EXCERPTED TEXT –
To demonstrate the genuineness of His physical body, the now-glorified Christ said to them: “‘Have you any food here?’ So they gave Him a piece of a broiled fish and some honeycomb. And He took it and ate in their presence” (Luke 24:41-43). The way He partook of this food immediately reminded them of the many times they had shared meals with Him during the previous three years.

Similarly, the two disciples on the road to Emmaus “knew Him” when “as He sat at the table with them…He took bread, blessed and broke it, and gave it to them” (Luke 24:30, 31). Something about His gestures and mannerisms at meal times in His public ministry fully confirmed His identity to them.

There were no fast food restaurants in ancient Israel. Meal times were special occasions to get acquainted with people. It is significant, therefore, that our Lord “presented Himself alive after His suffering by many infallible proofs, being seen by them [the apostles] during forty days” (Acts 1:3). It is often overlooked that one of these “infallible proofs” of His true identity was the way He “assembled together with them” (Acts 1:4), literally, “shared salt [i.e., ate] with them.”

The Apostle Peter never forgot these precious meal times with the resurrected Savior. In his message to the Roman centurion Cornelius (and his relatives and friends), Peter said: “Him God raised up on the third day, and showed Him openly, not to all the people, but to witnesses chosen before by God, even to us who ate and drank with Him after He arose from the dead” (Acts 10:40, 41).

Our Lord Jesus Christ thus demonstrated most convincingly that He was the same person as the One who died on the cross.

SET EXERCISE 1 – Translate this sentence from the passage on the risen Christ's meals with His disciples into Spanish: "The Apostle Peter never forgot these precious meal times with the resurrected Savior."
SET EXERCISE 2 – Carry the passage on the risen Christ's meals with His disciples forward from its final sentence.

Excerpts from point annotation data
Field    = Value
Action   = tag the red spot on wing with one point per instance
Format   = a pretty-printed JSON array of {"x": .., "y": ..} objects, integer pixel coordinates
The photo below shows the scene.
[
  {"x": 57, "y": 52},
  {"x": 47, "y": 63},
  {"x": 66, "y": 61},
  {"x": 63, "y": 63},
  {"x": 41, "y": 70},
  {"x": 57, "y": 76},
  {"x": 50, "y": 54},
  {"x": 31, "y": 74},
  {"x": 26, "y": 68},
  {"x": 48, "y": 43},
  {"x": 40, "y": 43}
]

EXERCISE OUTPUT 1 – El apóstol Pedro nunca olvidó estas preciosas comidas con el Salvador resucitado.

EXERCISE OUTPUT 2 –
But the greatest recognition and appreciation meal with our Lord is still in the future. On that occasion, at the beginning of the millennial kingdom on the earth, He will partake again of the juice of grapes. He announced to His apostles, “I will not drink of this fruit of the vine from now on until that day when I drink it new with you in My Father’s kingdom” (Matt. 26:29).

Pointedly, He assured them “that you may eat and drink at My table in My kingdom” (Luke 22:30).

But who else will be invited? Unbelievers will be excluded—by their own choice. Nevertheless, there will an enormous number of participants, including “Abraham and Isaac and Jacob and all the prophets… They will come from the east and the west, from the north and the south, and sit down in the kingdom of God” (Luke 13:28, 29).

Soon after He had said this, our Lord “went into the house of one of the rulers of the Pharisees to eat bread” (Luke 14:1). After telling His host how guests should be invited on an impartial basis, “When one of those who sat at the table with Him heard these things, he said to Him, ‘Blessed is he who shall eat bread in the kingdom of God!’” (Luke 14:15).

That was the providential opportunity for the Lord Jesus to give His parable of the great supper. Sadly, in this amazing parable, our Lord described those who declined the gracious invitation with unbelievable excuses. He then concluded,

The master of the house, being angry, said to his servant, “Go out quickly into the streets and lanes of the city, and bring in here the poor and the maimed and the lame and the blind… For I say to you that none of those men who were invited shall taste my supper.” (Luke 14:21, 24)

It was not that the invitation was unclear or that the menu was questionable. The defining issue was a lack of desire to bond personally with “the master of the house.”

Isaiah gives us even more information about that great kingdom banquet and its ultimate purpose:

And in this mountain
The LORD of hosts will make for all people
A feast of choice pieces,
A feast of wines on the lees,
Of fat things full of marrow,
Of well-refined wines on the lees. (Isa. 25:6)

But note the purpose and outcome of this stupendous banquet:

And He will destroy on this mountain
The surface of the covering cast over all people,
And the veil that is spread over all nations.
He will swallow up death forever,
And the Lord GOD will wipe away tears from all faces;
The rebuke of His people
He will take away from all the earth;
For the LORD has spoken.
And it will be said in that day:
“Behold, this is our God;
We have waited for Him, and He will save us.
This is the LORD;
We have waited for Him;
We will be glad and rejoice in His salvation.” (Isa. 25:7-9)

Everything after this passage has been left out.